* [Artigo]:
------------------------------

" Se a setora for simpática comigo inda vá lá...Senão isto vai ser muuuito complicado.."
O tom foi seco, o olhar directo e a mensagem não suscitou dúvidas.
Esta foi a forma ameaçadora como, no início das aulas, um aluno de 16 anos (8ºAno) se apresentou à turma, mas principalmente a mim, sua professora. O aluno em questão é muito mais velho que os restantes e mais alto que eu quase um palmo, o seu historial refere uma família seriamente disfuncional, retenções sucessivas recheadas de processos disciplinares e um percurso do pior que tenho encontrado na minha prática lectiva...
Ali estava ele, olhos duros e pouco transparentes, ocupando uma carteira numa aula minha e, portanto, a merecer de direito (goste eu ou não) a minha atenção.
Respirei fundo, procurei olhá-lo nos olhos da forma mais neutra e tranquila que consegui (tinha todos à espera da minha reacção) e respondi:
- "Porque inicias o ano com esse tom? Vou tratar-te como mereceres, por isso a forma como o ano vai decorrer dependerá mais de ti do que de mim. Por mim, serei justa contigo".
E passei ao aluno seguinte, desvalorizando ultimato que me havia sido endereçado.
Não foi fácil.
Confesso que o seu olhar é duro e impenetrável, quase assustador se não se tratasse apenas de um jovem. O primeiro que me ocorreu foi que havia ali muita negligência parental e possivelmente maus tratos (sim, ele aprendera aquele olhar cruel em algum lugar lá atrás...).
Não o acolhi tão prontamente como habitual e, humanamente me confesso, teria gostado que ele ali não estivesse e que "alguém" assumisse essa responsabilidade longe das minhas aulas...Pois, foi o que senti.

------------------------------

* [Registos de contornos de regiões de imagem]:
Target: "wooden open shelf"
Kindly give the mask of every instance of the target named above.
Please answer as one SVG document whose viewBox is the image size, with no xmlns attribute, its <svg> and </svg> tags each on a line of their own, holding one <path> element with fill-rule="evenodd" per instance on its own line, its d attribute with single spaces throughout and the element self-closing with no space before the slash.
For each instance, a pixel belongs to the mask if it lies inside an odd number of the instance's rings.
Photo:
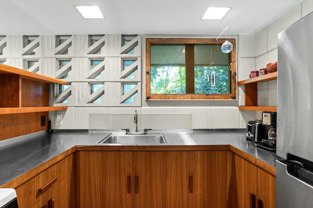
<svg viewBox="0 0 313 208">
<path fill-rule="evenodd" d="M 0 108 L 0 114 L 23 113 L 26 113 L 45 112 L 65 111 L 67 106 L 24 107 L 21 108 Z"/>
<path fill-rule="evenodd" d="M 276 106 L 258 106 L 258 83 L 277 79 L 277 72 L 240 81 L 238 85 L 245 85 L 245 106 L 238 106 L 243 111 L 277 112 Z"/>
<path fill-rule="evenodd" d="M 277 112 L 276 106 L 238 106 L 239 110 L 243 111 L 271 111 Z"/>
<path fill-rule="evenodd" d="M 1 74 L 19 75 L 21 78 L 31 79 L 41 82 L 67 84 L 67 82 L 66 81 L 38 75 L 38 74 L 27 72 L 17 68 L 0 64 L 0 74 Z"/>
<path fill-rule="evenodd" d="M 273 72 L 272 73 L 268 74 L 267 75 L 262 75 L 262 76 L 257 76 L 256 77 L 251 78 L 250 79 L 246 79 L 238 82 L 238 85 L 242 85 L 244 84 L 249 83 L 256 83 L 258 82 L 265 82 L 267 81 L 273 80 L 277 78 L 277 72 Z"/>
<path fill-rule="evenodd" d="M 66 110 L 49 106 L 49 85 L 67 82 L 0 64 L 0 115 Z"/>
</svg>

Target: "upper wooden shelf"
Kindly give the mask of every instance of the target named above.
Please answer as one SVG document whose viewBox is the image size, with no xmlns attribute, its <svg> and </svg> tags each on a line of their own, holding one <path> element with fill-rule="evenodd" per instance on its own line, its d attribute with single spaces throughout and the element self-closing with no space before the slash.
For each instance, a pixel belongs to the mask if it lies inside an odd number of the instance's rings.
<svg viewBox="0 0 313 208">
<path fill-rule="evenodd" d="M 238 85 L 242 85 L 246 84 L 255 83 L 258 82 L 265 82 L 267 81 L 273 80 L 277 78 L 277 72 L 257 76 L 256 77 L 251 78 L 250 79 L 238 82 Z"/>
<path fill-rule="evenodd" d="M 19 75 L 21 78 L 24 79 L 31 79 L 42 82 L 67 84 L 67 82 L 66 81 L 39 75 L 2 64 L 0 64 L 0 74 L 14 74 Z"/>
<path fill-rule="evenodd" d="M 0 108 L 0 114 L 23 113 L 26 113 L 45 112 L 65 111 L 67 106 L 24 107 L 21 108 Z"/>
<path fill-rule="evenodd" d="M 242 111 L 271 111 L 277 112 L 276 106 L 238 106 L 239 110 Z"/>
</svg>

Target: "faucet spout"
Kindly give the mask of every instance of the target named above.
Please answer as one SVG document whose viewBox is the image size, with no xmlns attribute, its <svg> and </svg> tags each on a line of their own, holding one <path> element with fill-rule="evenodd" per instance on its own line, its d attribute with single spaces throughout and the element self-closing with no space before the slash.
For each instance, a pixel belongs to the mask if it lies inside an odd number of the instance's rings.
<svg viewBox="0 0 313 208">
<path fill-rule="evenodd" d="M 134 123 L 136 124 L 136 132 L 138 132 L 138 113 L 136 110 L 135 110 L 135 113 L 134 114 Z"/>
</svg>

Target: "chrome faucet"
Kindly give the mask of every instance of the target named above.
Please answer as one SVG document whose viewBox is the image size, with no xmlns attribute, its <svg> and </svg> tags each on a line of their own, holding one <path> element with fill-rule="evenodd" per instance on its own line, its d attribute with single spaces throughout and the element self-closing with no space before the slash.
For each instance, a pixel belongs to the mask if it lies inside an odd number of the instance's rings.
<svg viewBox="0 0 313 208">
<path fill-rule="evenodd" d="M 135 110 L 135 113 L 134 114 L 134 123 L 136 124 L 136 132 L 138 132 L 138 113 L 136 110 Z"/>
</svg>

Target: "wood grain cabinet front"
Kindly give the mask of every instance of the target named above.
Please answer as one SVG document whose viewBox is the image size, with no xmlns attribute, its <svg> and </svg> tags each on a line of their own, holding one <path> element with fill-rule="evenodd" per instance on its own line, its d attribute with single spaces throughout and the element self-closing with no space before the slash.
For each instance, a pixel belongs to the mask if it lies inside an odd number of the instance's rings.
<svg viewBox="0 0 313 208">
<path fill-rule="evenodd" d="M 186 207 L 185 151 L 79 151 L 81 208 Z"/>
<path fill-rule="evenodd" d="M 79 151 L 76 207 L 225 208 L 226 152 Z"/>
<path fill-rule="evenodd" d="M 225 208 L 227 151 L 188 151 L 187 208 Z"/>
<path fill-rule="evenodd" d="M 52 198 L 55 204 L 69 205 L 59 207 L 73 207 L 72 170 L 73 155 L 70 155 L 16 187 L 19 207 L 42 207 Z M 68 202 L 63 204 L 64 201 Z"/>
<path fill-rule="evenodd" d="M 275 176 L 240 156 L 232 156 L 227 207 L 274 208 Z"/>
</svg>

------------------------------

* [Descrição do exercício]:
Reescreva em forma de lista o parágrafo do artigo que começa por «Esta foi a forma ameaçadora», mantendo os factos principais.

* [Resolução escrita]:
- No início das aulas, um aluno de 16 anos, do 8.º ano, apresentou-se de forma ameaçadora à turma e sobretudo à professora.
- É muito mais velho do que os colegas e quase um palmo mais alto do que a professora.
- O seu historial refere uma família seriamente disfuncional.
- Tem retenções sucessivas, acompanhadas de processos disciplinares.
- O seu percurso é dos piores que a professora encontrou na sua prática letiva.